For the avoidance of doubt, the Restricted Stock Units will continue to vest and will
not be forfeited in the event of Executive’s termination of employment before the
expiration of the Restriction Period if Executive is eligible for Normal Retirement at
the time of the termination. Upon vesting, the Restricted Stock Units will be earned
and paid in shares of the Company’s Common Stock.
	 
	 	5.7	 	Additional Payments.
	 
	 	5.7.1	 	To the extent any compensation received under the Nonqualified Stock Option
Agreement, under any other awards under the 2008 Plan or under this Agreement would be
subject to the tax imposed by Section 4999 of the Code (the “Excise Tax”), the Company
will pay Executive an additional amount (the “Gross-Up

3

 

	 	 	 	Payment”) such that the net amount retained by Executive shall be equal to
the compensation Executive would have received had there been no Excise Tax imposed.

§ DATASET
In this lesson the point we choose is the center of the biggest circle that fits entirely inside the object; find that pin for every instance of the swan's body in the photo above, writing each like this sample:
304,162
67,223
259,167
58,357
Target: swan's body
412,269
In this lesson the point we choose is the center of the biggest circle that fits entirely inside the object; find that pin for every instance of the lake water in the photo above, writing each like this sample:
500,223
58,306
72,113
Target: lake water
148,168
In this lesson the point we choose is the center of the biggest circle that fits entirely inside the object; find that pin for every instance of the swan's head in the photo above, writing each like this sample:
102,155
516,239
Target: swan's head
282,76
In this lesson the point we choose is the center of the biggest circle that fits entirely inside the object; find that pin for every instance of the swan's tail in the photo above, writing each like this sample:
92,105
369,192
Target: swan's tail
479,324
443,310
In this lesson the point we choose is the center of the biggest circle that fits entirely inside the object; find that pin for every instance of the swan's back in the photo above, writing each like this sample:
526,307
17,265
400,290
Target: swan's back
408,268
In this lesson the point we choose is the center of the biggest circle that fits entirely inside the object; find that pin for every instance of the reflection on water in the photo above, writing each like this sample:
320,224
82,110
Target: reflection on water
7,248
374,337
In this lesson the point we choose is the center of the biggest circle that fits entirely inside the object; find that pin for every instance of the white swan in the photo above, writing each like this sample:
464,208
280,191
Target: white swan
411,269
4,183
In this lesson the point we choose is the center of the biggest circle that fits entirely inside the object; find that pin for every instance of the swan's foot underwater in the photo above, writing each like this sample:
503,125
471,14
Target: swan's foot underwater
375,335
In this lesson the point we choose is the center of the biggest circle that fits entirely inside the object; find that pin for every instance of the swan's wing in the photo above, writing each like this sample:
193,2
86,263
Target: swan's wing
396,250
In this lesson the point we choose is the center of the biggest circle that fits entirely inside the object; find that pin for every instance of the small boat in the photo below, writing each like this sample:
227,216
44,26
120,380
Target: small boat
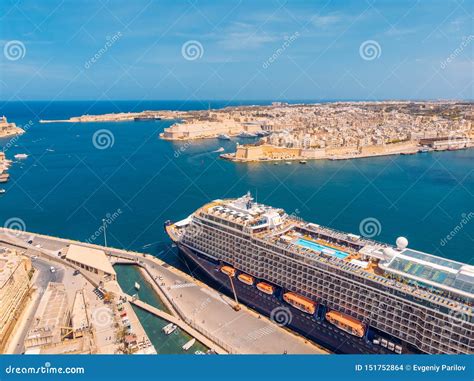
169,329
227,270
246,134
266,288
346,323
247,279
189,344
300,302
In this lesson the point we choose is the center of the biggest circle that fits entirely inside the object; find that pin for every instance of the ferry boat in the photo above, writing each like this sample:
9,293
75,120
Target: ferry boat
345,292
266,288
300,302
247,279
346,323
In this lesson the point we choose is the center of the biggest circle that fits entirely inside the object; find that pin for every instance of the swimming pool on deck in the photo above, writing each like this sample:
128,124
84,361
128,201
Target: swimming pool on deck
322,248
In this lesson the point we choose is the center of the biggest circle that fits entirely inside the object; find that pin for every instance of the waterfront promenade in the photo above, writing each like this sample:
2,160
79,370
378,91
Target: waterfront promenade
200,310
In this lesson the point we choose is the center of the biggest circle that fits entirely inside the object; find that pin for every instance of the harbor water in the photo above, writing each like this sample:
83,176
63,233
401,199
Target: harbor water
67,185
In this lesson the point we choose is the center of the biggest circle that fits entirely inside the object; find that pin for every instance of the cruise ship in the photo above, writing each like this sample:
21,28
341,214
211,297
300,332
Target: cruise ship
343,291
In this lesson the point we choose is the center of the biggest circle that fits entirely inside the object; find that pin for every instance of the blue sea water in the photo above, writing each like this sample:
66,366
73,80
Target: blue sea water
67,186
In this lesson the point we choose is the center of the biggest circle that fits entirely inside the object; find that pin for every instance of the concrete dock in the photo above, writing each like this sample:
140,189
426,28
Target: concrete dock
195,307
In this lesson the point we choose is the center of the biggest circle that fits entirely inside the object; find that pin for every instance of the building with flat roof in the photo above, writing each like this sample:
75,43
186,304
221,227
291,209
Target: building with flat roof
14,287
51,318
92,260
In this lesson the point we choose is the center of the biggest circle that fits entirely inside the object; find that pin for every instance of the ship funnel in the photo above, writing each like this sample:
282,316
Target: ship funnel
402,243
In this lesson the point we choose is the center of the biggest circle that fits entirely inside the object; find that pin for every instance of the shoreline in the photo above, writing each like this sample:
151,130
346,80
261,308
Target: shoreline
231,156
119,117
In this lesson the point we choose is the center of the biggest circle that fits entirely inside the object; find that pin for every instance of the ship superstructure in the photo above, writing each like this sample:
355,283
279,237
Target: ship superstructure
370,290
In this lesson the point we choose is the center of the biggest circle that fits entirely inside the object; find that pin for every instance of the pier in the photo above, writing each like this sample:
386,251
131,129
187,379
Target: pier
196,308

§ REQUIRED WORK
#1 Set down the words of the agreement passage starting with "For the avoidance" and going on through "Company’s Common Stock.".
#2 In section 5.7.1 of the agreement passage, what sources of compensation are named as possibly subject to the Excise Tax?
The items have nothing to do with the agreement passage.

§ ANSWERS PER TASK
#1
For the avoidance of doubt, the Restricted Stock Units will continue to vest and will
not be forfeited in the event of Executive’s termination of employment before the
expiration of the Restriction Period if Executive is eligible for Normal Retirement at
the time of the termination. Upon vesting, the Restricted Stock Units will be earned
and paid in shares of the Company’s Common Stock.

#2
- The Nonqualified Stock Option Agreement
- Any other awards under the 2008 Plan
- This Agreement